__Extract to read__.
* * *

PXSourceList has traditionally had a very opinionated design by doing all of the custom drawing and layout for you without much customisation; I decided that I wanted to be less interventional with PXSourceList 2, and have followed the spirit of NSTableCellView (which exposes textField and imageView outlets which you need to configure yourself) in declaring a badgeView outlet in PXSourceListTableCellView which you set up yourself. However, like NSTableCellView (with its textField and badgeView outlets), PXSourceListTableCellView will lay out the badgeView for you at a default position in -layout.

New Example App

A shiny new view-based Source List example app has been added to the project which should give you a practical idea of how to use a view-based Source List in your own applications. It also includes a drag-and-drop example using the view-based table in-place row modification methods such as -insertRowsAtIndexes:withAnimation:.


When building a source list (or outline view) data source, you usually build up a tree structure of model data which represents all of the items in your source list, and also corresponds to the organisation of these items in the source list.

PXSourceList 0.x and 1.x shipped with a SourceListItem class which was used for the demo project as an example of how you could build such a class but not meant for use in actual applications.

For PXSourceList 2 I decided that having a class like this that was part of the project and could be used in most applications would be quite useful. To this end, PXSourceList 2 contains a PXSourceListItem class for this purpose, which is based on the implementation of SourceListItem but tidied up and improved. Both example projects have been updated to use PXSourceListItem, so take a look at these and the docs for more information on how to use this class.


For PXSourceList 0.x and 1.x, I didn’t include the documented header files in the repository because I thought it would add clutter and make the files harder to read.

However, I have realised that this runs counter to the spirit of an open-source project and in-place documentation works well for people who like to browse the source files themselves without having to go and find the generated documentation. All classes, protocols and members (apart from those in the example projects) now have their documented comments included in the header files in the repository.

* * *

__Collected material__.
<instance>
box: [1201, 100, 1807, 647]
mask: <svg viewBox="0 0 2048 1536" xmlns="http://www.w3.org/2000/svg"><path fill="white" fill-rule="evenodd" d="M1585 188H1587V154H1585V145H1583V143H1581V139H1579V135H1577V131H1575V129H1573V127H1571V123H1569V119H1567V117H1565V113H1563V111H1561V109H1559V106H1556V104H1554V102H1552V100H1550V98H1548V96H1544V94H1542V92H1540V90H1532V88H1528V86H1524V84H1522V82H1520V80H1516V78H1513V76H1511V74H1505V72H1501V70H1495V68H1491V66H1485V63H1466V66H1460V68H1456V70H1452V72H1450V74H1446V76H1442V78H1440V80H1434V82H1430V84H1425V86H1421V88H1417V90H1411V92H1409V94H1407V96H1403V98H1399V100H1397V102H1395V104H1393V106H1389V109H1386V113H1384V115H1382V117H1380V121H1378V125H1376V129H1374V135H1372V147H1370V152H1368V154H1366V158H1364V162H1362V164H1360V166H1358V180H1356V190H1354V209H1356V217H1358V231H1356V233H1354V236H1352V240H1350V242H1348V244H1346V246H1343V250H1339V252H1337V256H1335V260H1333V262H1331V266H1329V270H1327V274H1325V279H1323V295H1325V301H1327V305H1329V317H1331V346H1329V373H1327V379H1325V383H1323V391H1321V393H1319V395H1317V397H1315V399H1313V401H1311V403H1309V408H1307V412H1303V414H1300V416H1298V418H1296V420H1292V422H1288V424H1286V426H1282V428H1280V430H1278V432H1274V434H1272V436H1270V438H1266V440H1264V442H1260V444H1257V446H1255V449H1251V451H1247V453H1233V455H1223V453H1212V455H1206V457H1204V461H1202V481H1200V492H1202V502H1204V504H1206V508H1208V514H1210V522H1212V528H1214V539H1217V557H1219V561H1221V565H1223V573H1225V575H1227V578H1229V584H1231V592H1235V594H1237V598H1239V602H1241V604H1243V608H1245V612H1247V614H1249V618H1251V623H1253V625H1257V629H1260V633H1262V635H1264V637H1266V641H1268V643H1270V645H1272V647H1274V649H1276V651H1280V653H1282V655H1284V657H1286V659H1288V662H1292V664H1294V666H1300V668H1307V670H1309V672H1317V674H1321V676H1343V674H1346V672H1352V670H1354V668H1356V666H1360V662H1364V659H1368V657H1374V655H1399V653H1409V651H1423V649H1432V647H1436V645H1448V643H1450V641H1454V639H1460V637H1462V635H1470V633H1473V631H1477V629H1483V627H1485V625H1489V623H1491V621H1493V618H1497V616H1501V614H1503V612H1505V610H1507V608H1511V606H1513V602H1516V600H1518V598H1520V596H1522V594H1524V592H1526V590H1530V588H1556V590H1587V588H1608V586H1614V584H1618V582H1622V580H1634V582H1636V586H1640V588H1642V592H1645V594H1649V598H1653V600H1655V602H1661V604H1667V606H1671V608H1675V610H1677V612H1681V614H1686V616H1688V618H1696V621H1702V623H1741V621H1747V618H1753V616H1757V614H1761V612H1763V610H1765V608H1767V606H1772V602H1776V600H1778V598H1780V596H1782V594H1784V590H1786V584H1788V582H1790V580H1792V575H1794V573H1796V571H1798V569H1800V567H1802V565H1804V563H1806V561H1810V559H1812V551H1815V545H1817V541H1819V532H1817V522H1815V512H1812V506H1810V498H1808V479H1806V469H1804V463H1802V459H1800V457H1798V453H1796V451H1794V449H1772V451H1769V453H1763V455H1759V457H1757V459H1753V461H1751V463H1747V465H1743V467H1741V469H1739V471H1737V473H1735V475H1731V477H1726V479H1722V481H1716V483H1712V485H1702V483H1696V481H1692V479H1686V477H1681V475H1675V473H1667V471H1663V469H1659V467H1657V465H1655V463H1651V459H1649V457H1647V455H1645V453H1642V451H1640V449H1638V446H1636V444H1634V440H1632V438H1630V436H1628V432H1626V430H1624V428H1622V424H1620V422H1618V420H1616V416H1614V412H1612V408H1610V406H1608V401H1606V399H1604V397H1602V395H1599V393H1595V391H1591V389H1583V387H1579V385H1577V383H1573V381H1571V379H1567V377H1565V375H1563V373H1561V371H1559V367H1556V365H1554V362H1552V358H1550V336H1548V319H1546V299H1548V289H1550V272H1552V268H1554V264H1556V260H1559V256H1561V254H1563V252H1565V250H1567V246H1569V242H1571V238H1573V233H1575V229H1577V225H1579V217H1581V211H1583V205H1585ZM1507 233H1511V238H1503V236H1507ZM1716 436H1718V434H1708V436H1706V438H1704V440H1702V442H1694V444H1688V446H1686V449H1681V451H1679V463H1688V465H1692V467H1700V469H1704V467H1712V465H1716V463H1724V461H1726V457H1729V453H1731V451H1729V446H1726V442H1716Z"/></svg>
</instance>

* * *

__Prompt 1__.
In the PXSourceList 2 passage, swap "header files" for "interface files" and reproduce everything from "For PXSourceList 0.x" down to "harder to read.".
__Prompt 2__.
Extend the PXSourceList 2 passage with new text that follows its final sentence.

__Answer area 1__.
For PXSourceList 0.x and 1.x, I didn’t include the documented interface files in the repository because I thought it would add clutter and make the files harder to read.

__Answer area 2__.
PXSourceList 2 also includes a Documentation target in the Xcode project, which — if you have appledoc installed — can be used to generate documentation from source by selecting the target and hitting Cmd-B. See the README for more information.

Going Forward

I’m in a much happier place with PXSourceList now, and will do my best to be more diligent in updating the project as new versions of Cocoa are released.

If you find any problems, please don’t hesitate to file an issue on GitHub, and contributions back to the project are always welcome.

Enjoy using PXSourceList 2!

  1. It looks like there were only around 2,000 Objective-C repos on GitHub back in late-2009 (source) and there are over 100,000 as of the date of writing (source). Pretty astounding, although not surprising. 

  2. This was a time where appledoc was still Doxygen-based; it parsed Doxygen’s XML output and turned it into nice, Apple-style documentation. Doxygen was pretty hairy to work with at times, so fortunately appledoc 2 has since been released with its own native parser. 

  3. I don’t think I realised quite how risky that was until after I’d finished. 

  4. The only backwards-incompatible change that’s been made has been marking -[PXSourceList delegate] and -[PXSourceList dataSource] as unavailable, so if you were using these your project will fail to build. However, as noted in the docs since the first version of PXSourceList, you shouldn’t be using these methods. 

  5. Expect a blog post titled WHY I IMPLEMENTED AN NSCELL SUBCLASS IN 2014 very soon.